Leaving out all pictures, return the records word for word.

(Source records)
:::
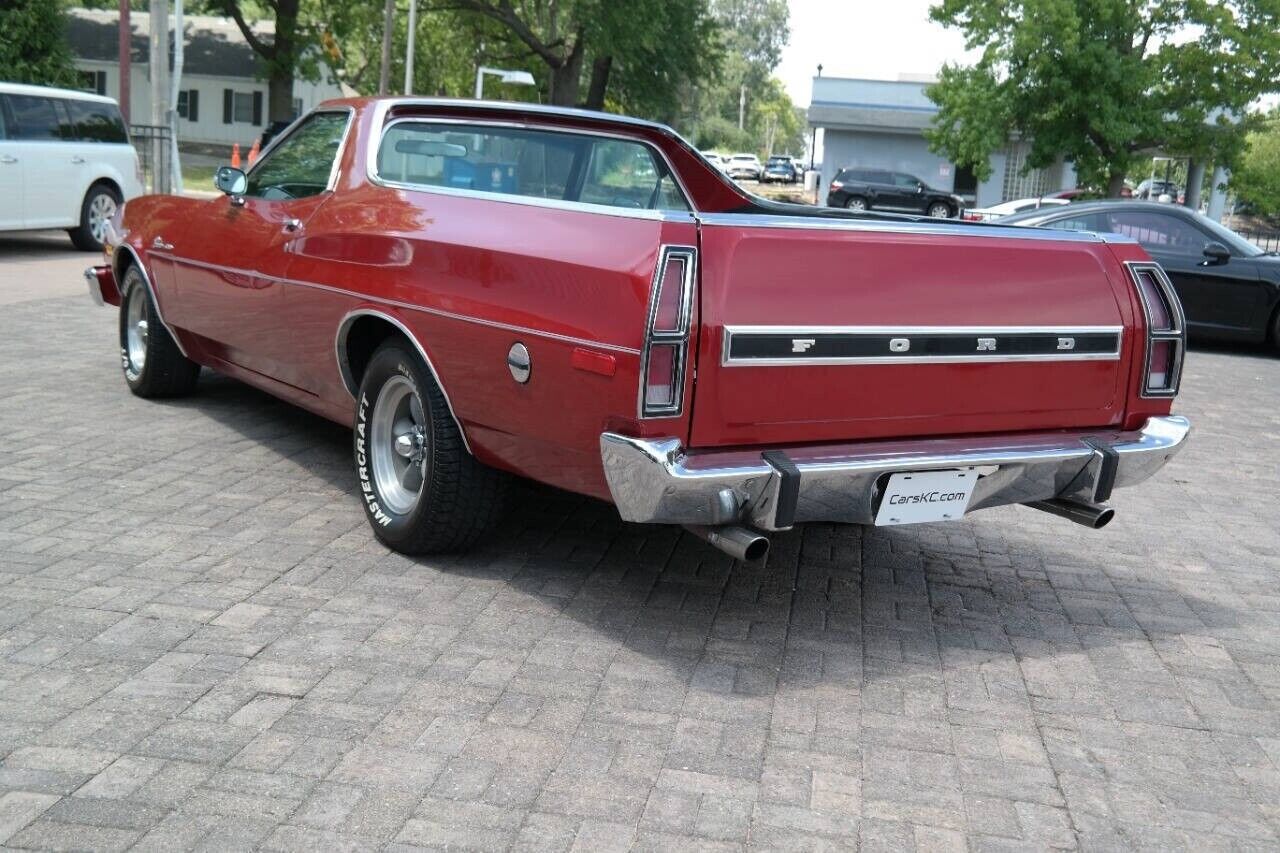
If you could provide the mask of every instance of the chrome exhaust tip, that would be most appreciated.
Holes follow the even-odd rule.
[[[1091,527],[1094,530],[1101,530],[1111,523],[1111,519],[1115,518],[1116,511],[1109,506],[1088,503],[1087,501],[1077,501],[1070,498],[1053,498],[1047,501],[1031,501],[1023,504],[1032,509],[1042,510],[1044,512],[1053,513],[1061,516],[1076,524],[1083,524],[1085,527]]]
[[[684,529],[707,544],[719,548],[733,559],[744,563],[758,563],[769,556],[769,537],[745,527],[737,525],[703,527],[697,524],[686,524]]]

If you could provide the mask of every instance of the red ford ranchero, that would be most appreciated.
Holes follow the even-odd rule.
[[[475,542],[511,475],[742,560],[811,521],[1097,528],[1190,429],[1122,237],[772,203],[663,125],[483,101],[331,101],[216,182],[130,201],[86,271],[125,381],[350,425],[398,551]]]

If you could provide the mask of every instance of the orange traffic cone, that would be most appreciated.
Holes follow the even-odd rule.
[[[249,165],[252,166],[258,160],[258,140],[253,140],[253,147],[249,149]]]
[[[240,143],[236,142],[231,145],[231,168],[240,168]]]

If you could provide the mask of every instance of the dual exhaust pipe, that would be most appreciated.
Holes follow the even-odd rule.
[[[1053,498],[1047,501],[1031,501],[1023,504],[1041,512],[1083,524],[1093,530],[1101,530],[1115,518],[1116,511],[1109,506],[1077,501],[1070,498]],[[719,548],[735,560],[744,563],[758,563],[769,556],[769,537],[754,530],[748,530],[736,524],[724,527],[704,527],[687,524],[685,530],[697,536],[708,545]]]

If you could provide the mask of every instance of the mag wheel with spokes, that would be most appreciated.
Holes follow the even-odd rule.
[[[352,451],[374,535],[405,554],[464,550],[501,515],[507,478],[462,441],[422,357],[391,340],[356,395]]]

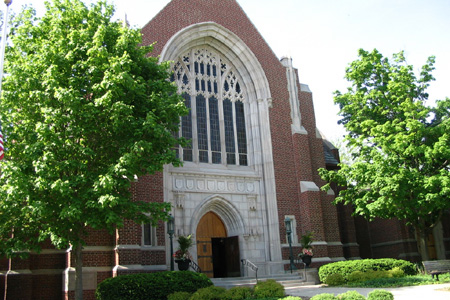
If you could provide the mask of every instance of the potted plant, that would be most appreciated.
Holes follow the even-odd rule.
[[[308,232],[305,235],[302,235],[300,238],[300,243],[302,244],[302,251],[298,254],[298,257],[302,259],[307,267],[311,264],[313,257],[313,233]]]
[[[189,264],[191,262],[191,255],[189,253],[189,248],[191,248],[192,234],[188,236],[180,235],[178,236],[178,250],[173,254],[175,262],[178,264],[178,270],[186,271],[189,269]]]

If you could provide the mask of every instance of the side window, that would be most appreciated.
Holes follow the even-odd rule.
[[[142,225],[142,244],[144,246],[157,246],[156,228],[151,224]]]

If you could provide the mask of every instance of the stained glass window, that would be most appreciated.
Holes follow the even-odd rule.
:::
Your response:
If you could provide the mask of every instance of the chrome exhaust tip, that would be most appreciated.
Holes follow the even-odd rule.
[[[1091,527],[1094,530],[1101,530],[1111,523],[1111,519],[1115,518],[1116,511],[1109,506],[1088,503],[1087,501],[1077,501],[1070,498],[1053,498],[1047,501],[1031,501],[1023,504],[1032,509],[1042,510],[1044,512],[1053,513],[1061,516],[1076,524],[1083,524],[1085,527]]]
[[[684,529],[707,544],[719,548],[733,559],[744,563],[758,563],[769,556],[769,537],[745,527],[737,525],[703,527],[697,524],[686,524]]]

If you could provide the mask of every instance of the red ford ranchero, that would be most appreciated.
Holes follow the even-odd rule.
[[[475,542],[511,475],[742,560],[811,521],[1097,528],[1190,429],[1122,237],[772,203],[663,125],[483,101],[331,101],[216,182],[130,201],[86,271],[125,381],[350,425],[398,551]]]

If you could provide the mask of every instance of the orange traffic cone, that would be most appreciated.
Holes follow the even-odd rule.
[[[249,165],[252,166],[258,160],[258,140],[253,140],[253,147],[249,149]]]
[[[240,143],[236,142],[231,145],[231,168],[240,168]]]

If you could provide the mask of every instance of the dual exhaust pipe, that would be most appreciated.
Holes follow the even-odd rule.
[[[1053,498],[1047,501],[1031,501],[1023,504],[1041,512],[1083,524],[1093,530],[1101,530],[1115,518],[1116,511],[1109,506],[1077,501],[1070,498]],[[719,548],[735,560],[744,563],[758,563],[769,556],[769,537],[754,530],[748,530],[736,524],[724,527],[704,527],[687,524],[685,530],[697,536],[708,545]]]

If you could provide the mask of every instance of the mag wheel with spokes, that would be most appreciated.
Holes follow the even-odd rule.
[[[352,451],[374,535],[405,554],[464,550],[501,515],[507,478],[462,441],[422,357],[391,340],[356,395]]]

If you could provide the mask of every instance of the potted plant, that would be most appreciated.
Holes follow the even-odd rule.
[[[308,232],[305,235],[302,235],[300,238],[300,243],[302,244],[302,251],[298,254],[298,257],[302,259],[307,267],[311,264],[313,257],[313,233]]]
[[[189,264],[191,262],[191,255],[189,253],[189,248],[191,248],[192,234],[188,236],[180,235],[178,236],[178,250],[173,254],[175,262],[178,264],[178,270],[186,271],[189,269]]]

If you could provide the mask of every instance of the side window, that would be most appreciated.
Holes follow the even-odd rule.
[[[142,225],[142,244],[144,246],[157,246],[156,228],[151,224]]]

If you could provide the mask of every instance of the stained glass window, that would be most appreciated.
Holes follow the even-odd rule.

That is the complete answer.